Given records.
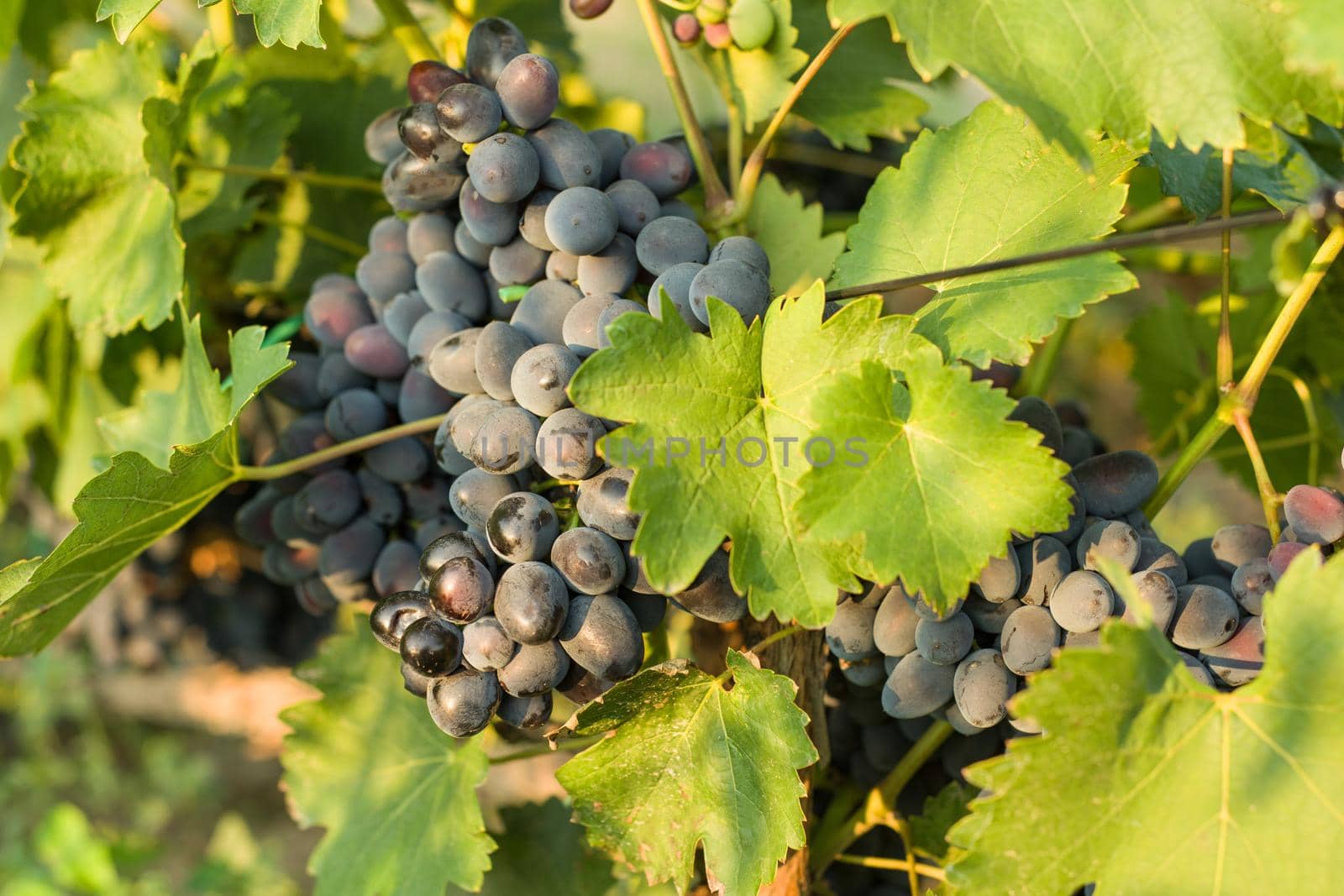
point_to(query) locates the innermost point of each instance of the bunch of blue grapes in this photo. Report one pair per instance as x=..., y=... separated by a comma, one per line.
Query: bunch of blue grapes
x=528, y=584
x=898, y=664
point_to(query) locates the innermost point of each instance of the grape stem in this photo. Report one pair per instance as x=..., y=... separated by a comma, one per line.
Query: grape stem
x=339, y=450
x=315, y=233
x=1268, y=493
x=546, y=750
x=756, y=161
x=1171, y=234
x=1223, y=364
x=716, y=196
x=312, y=177
x=1241, y=399
x=893, y=864
x=879, y=808
x=407, y=31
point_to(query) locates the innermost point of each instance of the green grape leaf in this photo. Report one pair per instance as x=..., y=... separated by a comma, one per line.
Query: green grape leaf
x=134, y=503
x=125, y=15
x=689, y=763
x=929, y=829
x=195, y=406
x=990, y=187
x=289, y=22
x=1148, y=782
x=1119, y=69
x=748, y=390
x=853, y=94
x=1281, y=167
x=89, y=195
x=790, y=234
x=11, y=15
x=396, y=794
x=944, y=463
x=542, y=851
x=246, y=129
x=1316, y=38
x=761, y=78
x=121, y=512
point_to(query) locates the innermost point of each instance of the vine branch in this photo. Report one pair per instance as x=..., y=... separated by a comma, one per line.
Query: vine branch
x=313, y=177
x=880, y=804
x=339, y=450
x=407, y=31
x=1171, y=234
x=1241, y=399
x=756, y=161
x=716, y=196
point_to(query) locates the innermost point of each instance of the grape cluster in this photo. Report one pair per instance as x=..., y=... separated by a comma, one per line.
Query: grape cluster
x=531, y=586
x=1047, y=593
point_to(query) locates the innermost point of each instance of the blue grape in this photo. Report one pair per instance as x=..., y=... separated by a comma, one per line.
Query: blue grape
x=490, y=223
x=402, y=313
x=394, y=614
x=602, y=636
x=541, y=378
x=541, y=312
x=504, y=168
x=526, y=712
x=371, y=349
x=737, y=284
x=429, y=233
x=448, y=282
x=355, y=412
x=531, y=602
x=743, y=249
x=612, y=147
x=620, y=308
x=522, y=527
x=432, y=647
x=581, y=221
x=671, y=241
x=402, y=459
x=591, y=562
x=602, y=504
x=297, y=387
x=475, y=495
x=1081, y=602
x=336, y=375
x=662, y=167
x=580, y=331
x=635, y=203
x=461, y=705
x=676, y=281
x=454, y=363
x=414, y=184
x=428, y=78
x=611, y=270
x=461, y=589
x=486, y=645
x=528, y=90
x=517, y=264
x=491, y=46
x=566, y=155
x=566, y=445
x=396, y=569
x=535, y=669
x=430, y=331
x=468, y=113
x=470, y=248
x=497, y=351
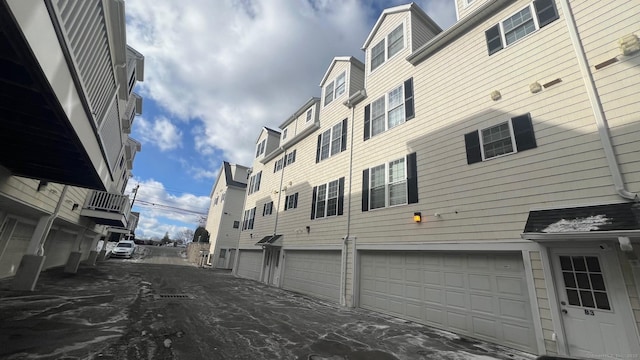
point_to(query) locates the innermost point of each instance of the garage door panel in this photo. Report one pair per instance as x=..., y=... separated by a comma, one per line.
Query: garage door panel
x=249, y=263
x=317, y=273
x=476, y=294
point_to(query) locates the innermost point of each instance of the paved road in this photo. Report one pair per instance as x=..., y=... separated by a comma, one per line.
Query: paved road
x=139, y=309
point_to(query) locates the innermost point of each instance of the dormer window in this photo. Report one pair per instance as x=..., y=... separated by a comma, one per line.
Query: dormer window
x=334, y=89
x=260, y=148
x=387, y=47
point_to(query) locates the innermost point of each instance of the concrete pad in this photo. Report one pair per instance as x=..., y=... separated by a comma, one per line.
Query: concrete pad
x=28, y=273
x=73, y=262
x=93, y=257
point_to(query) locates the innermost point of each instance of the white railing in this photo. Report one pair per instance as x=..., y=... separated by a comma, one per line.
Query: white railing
x=108, y=202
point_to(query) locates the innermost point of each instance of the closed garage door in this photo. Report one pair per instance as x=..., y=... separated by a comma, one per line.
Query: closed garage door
x=479, y=294
x=249, y=262
x=316, y=273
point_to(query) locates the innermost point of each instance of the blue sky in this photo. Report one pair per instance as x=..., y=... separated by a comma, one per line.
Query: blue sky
x=215, y=73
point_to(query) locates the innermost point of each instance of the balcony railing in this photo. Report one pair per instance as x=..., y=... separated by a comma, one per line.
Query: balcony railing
x=107, y=208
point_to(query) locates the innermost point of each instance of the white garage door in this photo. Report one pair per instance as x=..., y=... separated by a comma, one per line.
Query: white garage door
x=315, y=273
x=249, y=262
x=482, y=295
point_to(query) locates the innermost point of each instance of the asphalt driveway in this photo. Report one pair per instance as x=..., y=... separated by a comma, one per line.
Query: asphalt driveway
x=136, y=310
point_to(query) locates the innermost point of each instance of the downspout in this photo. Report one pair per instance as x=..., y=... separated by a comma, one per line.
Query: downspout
x=350, y=103
x=596, y=105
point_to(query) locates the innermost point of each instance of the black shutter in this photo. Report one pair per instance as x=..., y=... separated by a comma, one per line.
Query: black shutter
x=365, y=190
x=545, y=11
x=341, y=196
x=318, y=148
x=472, y=143
x=409, y=111
x=494, y=40
x=344, y=135
x=523, y=132
x=313, y=202
x=367, y=122
x=412, y=179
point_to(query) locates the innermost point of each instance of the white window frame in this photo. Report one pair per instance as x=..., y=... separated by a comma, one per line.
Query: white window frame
x=511, y=134
x=387, y=110
x=326, y=199
x=385, y=40
x=387, y=195
x=534, y=16
x=331, y=141
x=334, y=88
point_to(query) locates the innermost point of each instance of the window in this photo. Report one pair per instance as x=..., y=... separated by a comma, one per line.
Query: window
x=328, y=199
x=249, y=217
x=291, y=201
x=387, y=47
x=390, y=110
x=290, y=158
x=508, y=137
x=260, y=148
x=333, y=90
x=254, y=182
x=390, y=184
x=521, y=24
x=332, y=141
x=267, y=209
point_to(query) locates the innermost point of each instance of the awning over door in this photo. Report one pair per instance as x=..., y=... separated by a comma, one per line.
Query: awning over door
x=599, y=221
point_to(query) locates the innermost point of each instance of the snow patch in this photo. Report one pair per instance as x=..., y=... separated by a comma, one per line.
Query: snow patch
x=590, y=223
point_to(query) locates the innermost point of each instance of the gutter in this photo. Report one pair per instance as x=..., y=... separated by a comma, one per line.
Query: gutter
x=596, y=105
x=350, y=103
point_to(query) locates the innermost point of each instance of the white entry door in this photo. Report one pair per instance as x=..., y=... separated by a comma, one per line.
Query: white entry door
x=593, y=305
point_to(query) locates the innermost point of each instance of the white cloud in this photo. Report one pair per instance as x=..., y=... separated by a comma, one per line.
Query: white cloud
x=160, y=209
x=159, y=132
x=235, y=66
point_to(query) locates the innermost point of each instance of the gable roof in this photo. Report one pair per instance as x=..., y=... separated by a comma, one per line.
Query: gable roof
x=398, y=9
x=351, y=59
x=269, y=131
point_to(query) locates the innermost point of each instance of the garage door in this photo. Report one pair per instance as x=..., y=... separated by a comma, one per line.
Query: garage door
x=315, y=273
x=249, y=262
x=478, y=294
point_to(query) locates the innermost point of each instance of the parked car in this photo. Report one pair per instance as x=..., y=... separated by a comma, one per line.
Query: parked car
x=124, y=249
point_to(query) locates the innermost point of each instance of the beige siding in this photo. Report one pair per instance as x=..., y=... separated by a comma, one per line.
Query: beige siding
x=544, y=307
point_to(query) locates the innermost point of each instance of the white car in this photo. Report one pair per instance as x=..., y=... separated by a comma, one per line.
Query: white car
x=124, y=249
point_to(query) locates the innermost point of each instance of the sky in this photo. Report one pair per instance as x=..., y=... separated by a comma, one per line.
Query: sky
x=215, y=73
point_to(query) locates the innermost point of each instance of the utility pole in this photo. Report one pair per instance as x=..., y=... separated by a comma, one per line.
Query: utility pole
x=135, y=193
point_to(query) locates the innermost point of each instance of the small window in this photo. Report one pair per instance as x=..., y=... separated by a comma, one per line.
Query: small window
x=328, y=199
x=332, y=141
x=505, y=138
x=387, y=47
x=521, y=24
x=291, y=202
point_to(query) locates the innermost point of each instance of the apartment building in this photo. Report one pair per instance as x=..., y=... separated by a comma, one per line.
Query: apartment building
x=67, y=107
x=483, y=179
x=225, y=214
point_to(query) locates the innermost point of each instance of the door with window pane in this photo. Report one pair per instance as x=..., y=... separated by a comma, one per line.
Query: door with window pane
x=592, y=304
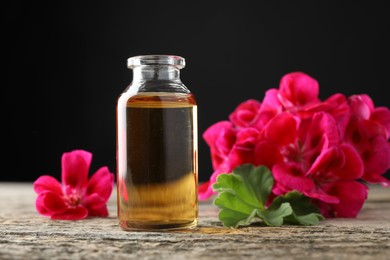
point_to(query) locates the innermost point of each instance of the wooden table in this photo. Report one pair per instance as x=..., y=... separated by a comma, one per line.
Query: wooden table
x=24, y=234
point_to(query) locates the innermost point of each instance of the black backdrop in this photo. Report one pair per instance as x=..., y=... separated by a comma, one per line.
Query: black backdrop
x=65, y=65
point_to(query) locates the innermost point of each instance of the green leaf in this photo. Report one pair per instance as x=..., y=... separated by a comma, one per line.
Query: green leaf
x=250, y=184
x=303, y=211
x=242, y=196
x=275, y=216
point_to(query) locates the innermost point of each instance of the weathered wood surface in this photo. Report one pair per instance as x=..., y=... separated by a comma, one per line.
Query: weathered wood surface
x=24, y=234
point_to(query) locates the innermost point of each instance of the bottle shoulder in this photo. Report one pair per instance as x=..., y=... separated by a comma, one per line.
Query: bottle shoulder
x=157, y=99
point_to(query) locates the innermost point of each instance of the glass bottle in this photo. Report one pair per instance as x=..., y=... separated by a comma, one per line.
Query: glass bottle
x=157, y=147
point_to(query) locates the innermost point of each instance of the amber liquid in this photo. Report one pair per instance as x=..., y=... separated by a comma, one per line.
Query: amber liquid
x=157, y=162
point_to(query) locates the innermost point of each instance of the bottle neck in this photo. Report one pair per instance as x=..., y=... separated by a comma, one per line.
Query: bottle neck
x=152, y=73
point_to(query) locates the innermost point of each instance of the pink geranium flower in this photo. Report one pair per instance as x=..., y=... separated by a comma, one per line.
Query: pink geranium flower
x=328, y=150
x=77, y=197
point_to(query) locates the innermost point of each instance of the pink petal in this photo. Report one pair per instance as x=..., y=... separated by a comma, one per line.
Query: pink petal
x=282, y=129
x=71, y=214
x=382, y=116
x=268, y=154
x=353, y=167
x=47, y=183
x=205, y=191
x=246, y=113
x=298, y=89
x=359, y=107
x=102, y=183
x=376, y=156
x=322, y=127
x=327, y=161
x=75, y=168
x=53, y=202
x=40, y=207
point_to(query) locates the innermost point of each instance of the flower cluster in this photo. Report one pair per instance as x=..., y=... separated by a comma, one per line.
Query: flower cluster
x=329, y=150
x=77, y=197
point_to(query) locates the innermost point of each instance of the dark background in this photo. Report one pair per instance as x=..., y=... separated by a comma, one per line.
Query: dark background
x=65, y=65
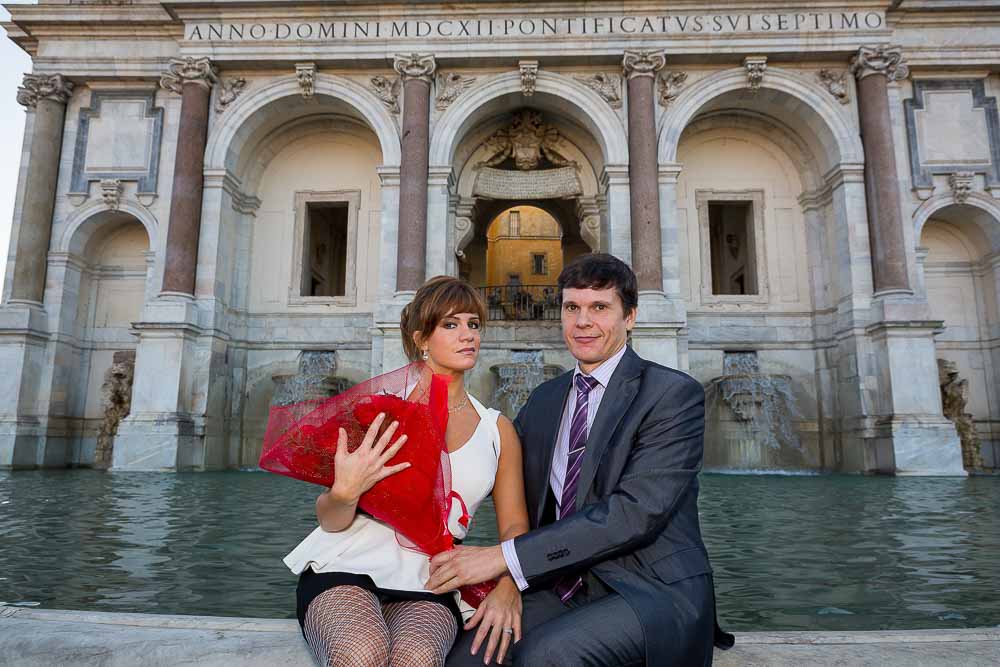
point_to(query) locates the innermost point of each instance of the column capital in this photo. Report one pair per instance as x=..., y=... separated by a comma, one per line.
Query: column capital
x=883, y=59
x=643, y=63
x=37, y=87
x=189, y=70
x=415, y=66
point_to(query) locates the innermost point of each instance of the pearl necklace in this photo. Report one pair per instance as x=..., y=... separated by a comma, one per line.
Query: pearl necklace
x=455, y=409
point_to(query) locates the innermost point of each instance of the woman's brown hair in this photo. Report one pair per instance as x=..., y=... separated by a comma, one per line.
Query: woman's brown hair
x=436, y=299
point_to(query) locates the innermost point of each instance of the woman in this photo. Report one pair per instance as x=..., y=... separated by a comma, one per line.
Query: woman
x=361, y=597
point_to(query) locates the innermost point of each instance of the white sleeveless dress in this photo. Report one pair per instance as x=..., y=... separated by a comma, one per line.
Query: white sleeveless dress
x=370, y=547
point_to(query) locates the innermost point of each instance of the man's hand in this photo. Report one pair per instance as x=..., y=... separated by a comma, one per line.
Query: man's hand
x=465, y=565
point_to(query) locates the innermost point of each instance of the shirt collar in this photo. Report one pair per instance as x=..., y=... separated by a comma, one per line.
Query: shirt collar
x=604, y=372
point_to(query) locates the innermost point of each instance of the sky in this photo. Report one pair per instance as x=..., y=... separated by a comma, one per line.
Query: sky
x=13, y=64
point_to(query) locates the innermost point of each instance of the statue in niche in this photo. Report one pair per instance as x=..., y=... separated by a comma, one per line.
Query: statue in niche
x=117, y=395
x=954, y=397
x=528, y=141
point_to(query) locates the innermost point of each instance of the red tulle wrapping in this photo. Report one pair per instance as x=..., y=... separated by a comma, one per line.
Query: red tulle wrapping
x=301, y=441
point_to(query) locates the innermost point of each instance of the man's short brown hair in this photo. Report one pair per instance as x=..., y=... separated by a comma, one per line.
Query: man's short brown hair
x=435, y=300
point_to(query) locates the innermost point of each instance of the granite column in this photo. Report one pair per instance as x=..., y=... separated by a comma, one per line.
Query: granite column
x=192, y=79
x=46, y=97
x=874, y=67
x=411, y=256
x=640, y=68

Given exercise.
Please replace "blue sky" with "clear sky" in the entries from the line with "of the closed" up to and including the line with "x=107, y=208", and give back only those lines with nothing else changed.

Worked solution.
point_to(query) locates the innermost point of each instance of the closed garage door in this photo. Report one pair per instance as x=..., y=... separated by a comma, one per line.
Query: closed garage door
x=479, y=294
x=249, y=262
x=316, y=273
point_to(query) locates the innermost point of each instance of the clear sky in this photo. Report one pair per instance as x=..., y=... separated by a comma, one per line.
Query: clear sky
x=215, y=73
point_to(query) locates the innermost point of each instance of the balcony railing in this photo. Report one pair per instance as x=..., y=... separated by a comma, one per line.
Query: balcony railing
x=107, y=208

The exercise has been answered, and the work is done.